━━ Exercise inputs ━━
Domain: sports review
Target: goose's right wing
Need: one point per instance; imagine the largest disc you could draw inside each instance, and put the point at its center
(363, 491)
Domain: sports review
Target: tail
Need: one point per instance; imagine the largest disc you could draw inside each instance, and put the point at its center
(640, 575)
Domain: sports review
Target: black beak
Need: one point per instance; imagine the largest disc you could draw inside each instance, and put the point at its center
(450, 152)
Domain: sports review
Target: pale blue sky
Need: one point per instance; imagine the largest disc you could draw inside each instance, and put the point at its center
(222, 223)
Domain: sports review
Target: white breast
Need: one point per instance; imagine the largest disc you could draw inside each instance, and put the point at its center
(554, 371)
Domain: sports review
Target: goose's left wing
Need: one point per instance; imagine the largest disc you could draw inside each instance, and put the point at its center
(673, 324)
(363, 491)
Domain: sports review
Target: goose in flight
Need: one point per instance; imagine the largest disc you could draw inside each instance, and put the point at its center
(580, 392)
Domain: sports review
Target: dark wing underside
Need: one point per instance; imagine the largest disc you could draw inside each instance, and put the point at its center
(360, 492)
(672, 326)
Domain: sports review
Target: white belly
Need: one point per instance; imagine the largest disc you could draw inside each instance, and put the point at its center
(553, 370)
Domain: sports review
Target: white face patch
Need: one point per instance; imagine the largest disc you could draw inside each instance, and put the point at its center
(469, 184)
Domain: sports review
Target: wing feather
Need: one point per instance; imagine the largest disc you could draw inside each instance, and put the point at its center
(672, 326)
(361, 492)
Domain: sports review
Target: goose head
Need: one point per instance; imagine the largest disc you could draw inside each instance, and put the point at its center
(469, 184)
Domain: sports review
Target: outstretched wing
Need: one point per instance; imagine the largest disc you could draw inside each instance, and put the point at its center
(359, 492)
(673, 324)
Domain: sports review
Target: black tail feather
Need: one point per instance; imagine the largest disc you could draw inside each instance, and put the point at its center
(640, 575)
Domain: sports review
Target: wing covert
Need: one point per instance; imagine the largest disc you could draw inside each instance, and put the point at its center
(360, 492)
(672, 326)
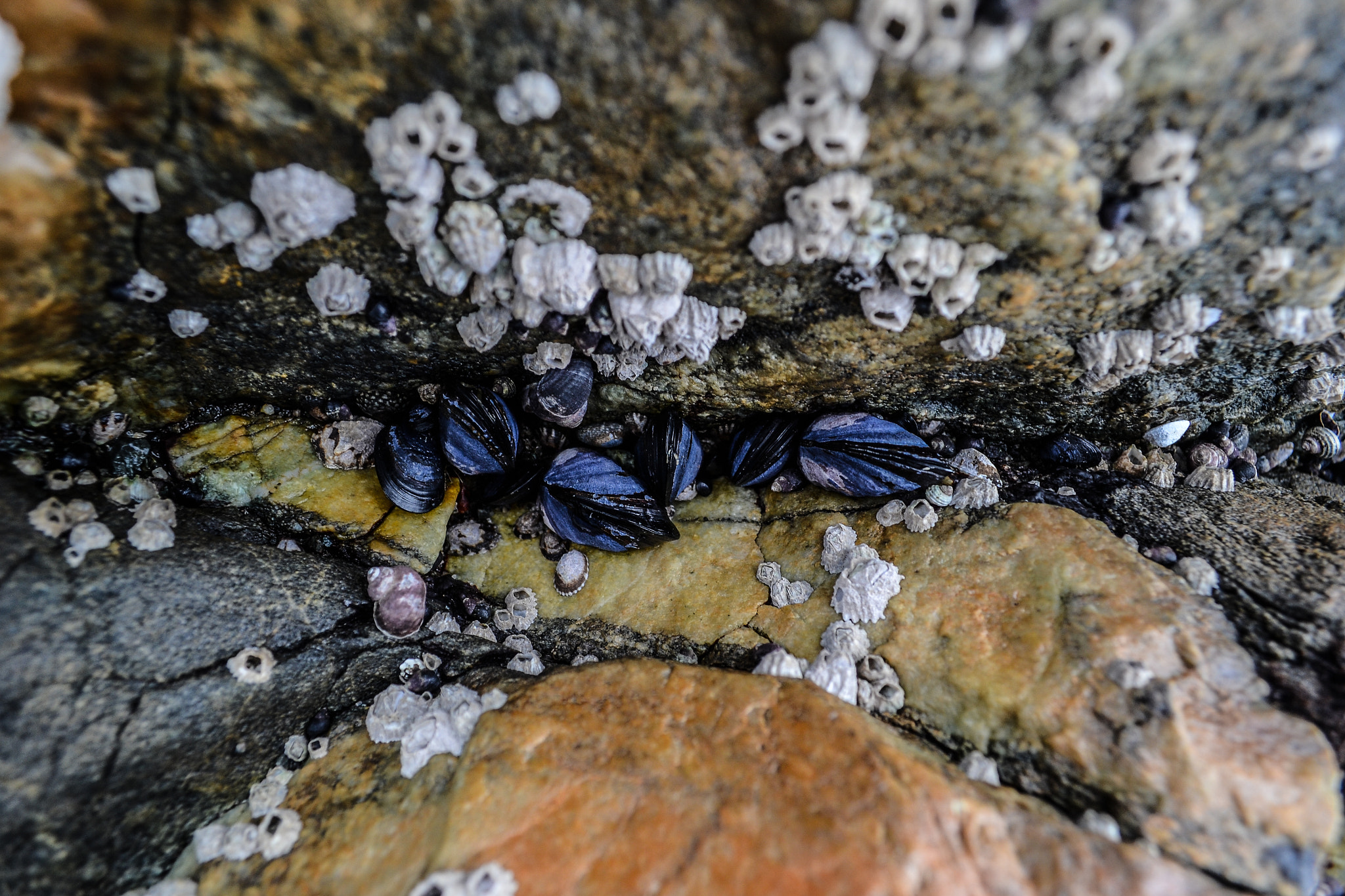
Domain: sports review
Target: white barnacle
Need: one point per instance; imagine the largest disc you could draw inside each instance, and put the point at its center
(252, 666)
(839, 135)
(979, 343)
(837, 547)
(892, 27)
(277, 833)
(472, 181)
(135, 188)
(782, 664)
(977, 766)
(187, 324)
(940, 55)
(1212, 479)
(475, 236)
(1107, 42)
(910, 261)
(852, 61)
(300, 203)
(257, 251)
(571, 207)
(1162, 156)
(410, 222)
(920, 516)
(862, 591)
(440, 269)
(844, 637)
(146, 288)
(151, 535)
(774, 244)
(887, 307)
(1087, 97)
(338, 291)
(835, 675)
(1201, 576)
(1273, 264)
(393, 712)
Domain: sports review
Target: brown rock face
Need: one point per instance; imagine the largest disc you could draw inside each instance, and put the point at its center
(636, 777)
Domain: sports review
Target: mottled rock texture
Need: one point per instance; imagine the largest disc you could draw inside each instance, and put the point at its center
(645, 777)
(655, 127)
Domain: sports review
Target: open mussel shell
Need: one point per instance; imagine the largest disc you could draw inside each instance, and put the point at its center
(590, 500)
(762, 448)
(477, 430)
(866, 456)
(667, 457)
(562, 395)
(408, 463)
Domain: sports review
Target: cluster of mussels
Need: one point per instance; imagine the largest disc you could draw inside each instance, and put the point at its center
(586, 498)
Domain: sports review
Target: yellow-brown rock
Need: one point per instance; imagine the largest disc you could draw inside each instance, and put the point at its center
(638, 777)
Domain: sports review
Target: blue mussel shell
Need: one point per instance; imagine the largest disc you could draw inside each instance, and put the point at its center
(591, 500)
(866, 456)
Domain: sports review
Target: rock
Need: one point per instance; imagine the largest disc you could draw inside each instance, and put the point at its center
(1282, 582)
(640, 777)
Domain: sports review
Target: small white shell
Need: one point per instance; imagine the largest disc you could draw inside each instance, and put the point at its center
(892, 27)
(252, 666)
(920, 516)
(338, 291)
(475, 236)
(887, 307)
(135, 188)
(835, 675)
(772, 245)
(146, 288)
(187, 324)
(780, 664)
(979, 343)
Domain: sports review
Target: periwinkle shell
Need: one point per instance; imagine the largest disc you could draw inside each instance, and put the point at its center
(477, 431)
(667, 456)
(562, 395)
(591, 500)
(1069, 449)
(865, 456)
(762, 448)
(408, 463)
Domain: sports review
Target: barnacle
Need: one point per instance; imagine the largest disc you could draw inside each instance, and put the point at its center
(835, 675)
(252, 666)
(300, 203)
(979, 343)
(135, 188)
(146, 286)
(893, 27)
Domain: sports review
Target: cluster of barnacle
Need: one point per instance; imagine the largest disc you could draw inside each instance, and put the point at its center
(833, 72)
(1111, 356)
(546, 273)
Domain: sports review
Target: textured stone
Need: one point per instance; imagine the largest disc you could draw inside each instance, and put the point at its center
(640, 777)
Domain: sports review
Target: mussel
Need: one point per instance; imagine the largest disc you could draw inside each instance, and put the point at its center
(861, 454)
(562, 395)
(762, 448)
(667, 457)
(477, 431)
(590, 500)
(408, 463)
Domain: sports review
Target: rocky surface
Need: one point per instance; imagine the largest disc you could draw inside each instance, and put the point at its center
(659, 778)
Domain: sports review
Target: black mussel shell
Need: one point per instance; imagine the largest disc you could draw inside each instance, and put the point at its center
(865, 456)
(477, 430)
(667, 457)
(590, 500)
(762, 448)
(562, 396)
(408, 463)
(1074, 450)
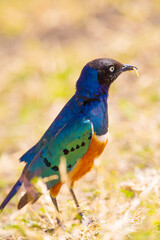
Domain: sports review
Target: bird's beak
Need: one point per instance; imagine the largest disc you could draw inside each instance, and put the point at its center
(126, 67)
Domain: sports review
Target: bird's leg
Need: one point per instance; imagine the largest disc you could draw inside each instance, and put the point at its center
(76, 202)
(54, 200)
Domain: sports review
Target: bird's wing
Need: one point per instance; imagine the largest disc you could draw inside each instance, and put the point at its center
(72, 142)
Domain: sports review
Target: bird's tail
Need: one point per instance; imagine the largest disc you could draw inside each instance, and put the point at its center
(13, 191)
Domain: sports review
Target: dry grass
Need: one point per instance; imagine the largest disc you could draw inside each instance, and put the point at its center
(43, 46)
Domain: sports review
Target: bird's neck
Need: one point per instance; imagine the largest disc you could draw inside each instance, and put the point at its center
(88, 96)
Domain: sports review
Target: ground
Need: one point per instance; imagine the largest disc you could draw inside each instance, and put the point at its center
(43, 46)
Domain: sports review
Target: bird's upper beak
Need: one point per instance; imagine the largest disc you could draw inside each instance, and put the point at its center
(126, 67)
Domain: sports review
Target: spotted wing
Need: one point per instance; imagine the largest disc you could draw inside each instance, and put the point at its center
(72, 142)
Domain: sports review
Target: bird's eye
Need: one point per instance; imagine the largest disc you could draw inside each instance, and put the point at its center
(111, 69)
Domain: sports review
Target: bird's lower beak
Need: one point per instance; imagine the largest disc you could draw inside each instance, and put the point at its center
(129, 68)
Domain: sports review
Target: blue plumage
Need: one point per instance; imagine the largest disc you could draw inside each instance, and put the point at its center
(71, 133)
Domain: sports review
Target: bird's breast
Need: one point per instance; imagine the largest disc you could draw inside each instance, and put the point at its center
(86, 163)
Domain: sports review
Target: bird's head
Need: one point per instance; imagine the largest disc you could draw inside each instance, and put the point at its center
(98, 75)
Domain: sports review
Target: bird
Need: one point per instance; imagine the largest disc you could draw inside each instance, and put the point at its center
(79, 134)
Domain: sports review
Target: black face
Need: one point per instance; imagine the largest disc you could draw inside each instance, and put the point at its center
(108, 69)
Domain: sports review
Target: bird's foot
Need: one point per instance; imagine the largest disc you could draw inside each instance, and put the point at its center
(83, 219)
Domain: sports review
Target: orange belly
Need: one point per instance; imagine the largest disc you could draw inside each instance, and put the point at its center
(84, 165)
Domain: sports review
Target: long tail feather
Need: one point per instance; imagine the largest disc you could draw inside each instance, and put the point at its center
(13, 191)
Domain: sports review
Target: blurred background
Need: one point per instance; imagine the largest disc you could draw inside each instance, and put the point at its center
(43, 46)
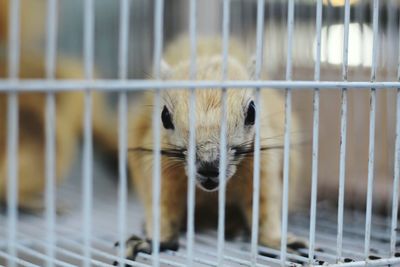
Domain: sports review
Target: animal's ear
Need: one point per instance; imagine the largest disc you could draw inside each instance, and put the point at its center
(166, 70)
(251, 68)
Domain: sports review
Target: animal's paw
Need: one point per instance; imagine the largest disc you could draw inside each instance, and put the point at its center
(135, 245)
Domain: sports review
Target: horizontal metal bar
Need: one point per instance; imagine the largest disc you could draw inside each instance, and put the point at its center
(140, 85)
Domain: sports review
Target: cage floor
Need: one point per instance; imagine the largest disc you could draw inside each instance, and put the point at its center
(32, 231)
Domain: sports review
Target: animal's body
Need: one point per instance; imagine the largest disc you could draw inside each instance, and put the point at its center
(174, 122)
(31, 129)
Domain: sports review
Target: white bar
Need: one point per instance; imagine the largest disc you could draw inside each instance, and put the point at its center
(223, 140)
(371, 152)
(50, 165)
(288, 115)
(370, 173)
(122, 128)
(314, 168)
(12, 132)
(158, 44)
(192, 137)
(346, 40)
(257, 145)
(42, 256)
(342, 153)
(88, 137)
(141, 85)
(395, 193)
(15, 259)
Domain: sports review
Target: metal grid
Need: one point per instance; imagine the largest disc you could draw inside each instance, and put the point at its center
(22, 244)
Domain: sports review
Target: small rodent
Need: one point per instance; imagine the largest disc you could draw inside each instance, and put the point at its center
(240, 139)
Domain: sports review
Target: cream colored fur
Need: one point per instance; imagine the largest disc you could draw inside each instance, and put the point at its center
(208, 113)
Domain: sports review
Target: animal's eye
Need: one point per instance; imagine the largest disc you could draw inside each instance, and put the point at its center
(167, 119)
(250, 114)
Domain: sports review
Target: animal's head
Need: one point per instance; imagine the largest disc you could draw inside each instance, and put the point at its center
(241, 115)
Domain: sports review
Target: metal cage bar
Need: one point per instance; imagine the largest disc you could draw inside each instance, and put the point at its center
(371, 150)
(314, 168)
(343, 132)
(288, 118)
(223, 131)
(395, 192)
(192, 136)
(156, 197)
(257, 137)
(122, 129)
(87, 181)
(50, 165)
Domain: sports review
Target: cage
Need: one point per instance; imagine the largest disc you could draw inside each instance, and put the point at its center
(70, 71)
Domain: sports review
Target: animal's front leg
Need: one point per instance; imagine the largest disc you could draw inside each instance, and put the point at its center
(172, 209)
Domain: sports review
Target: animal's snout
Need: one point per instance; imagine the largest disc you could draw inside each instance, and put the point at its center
(209, 169)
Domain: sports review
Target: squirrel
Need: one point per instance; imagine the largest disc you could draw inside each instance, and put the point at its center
(32, 110)
(241, 115)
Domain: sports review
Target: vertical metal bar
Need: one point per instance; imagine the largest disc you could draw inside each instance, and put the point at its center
━━━
→ What you have to do:
Check each line above for the word "small" and copy every line that has it.

→ Expected answer:
Target: small white shell
Target: small rodent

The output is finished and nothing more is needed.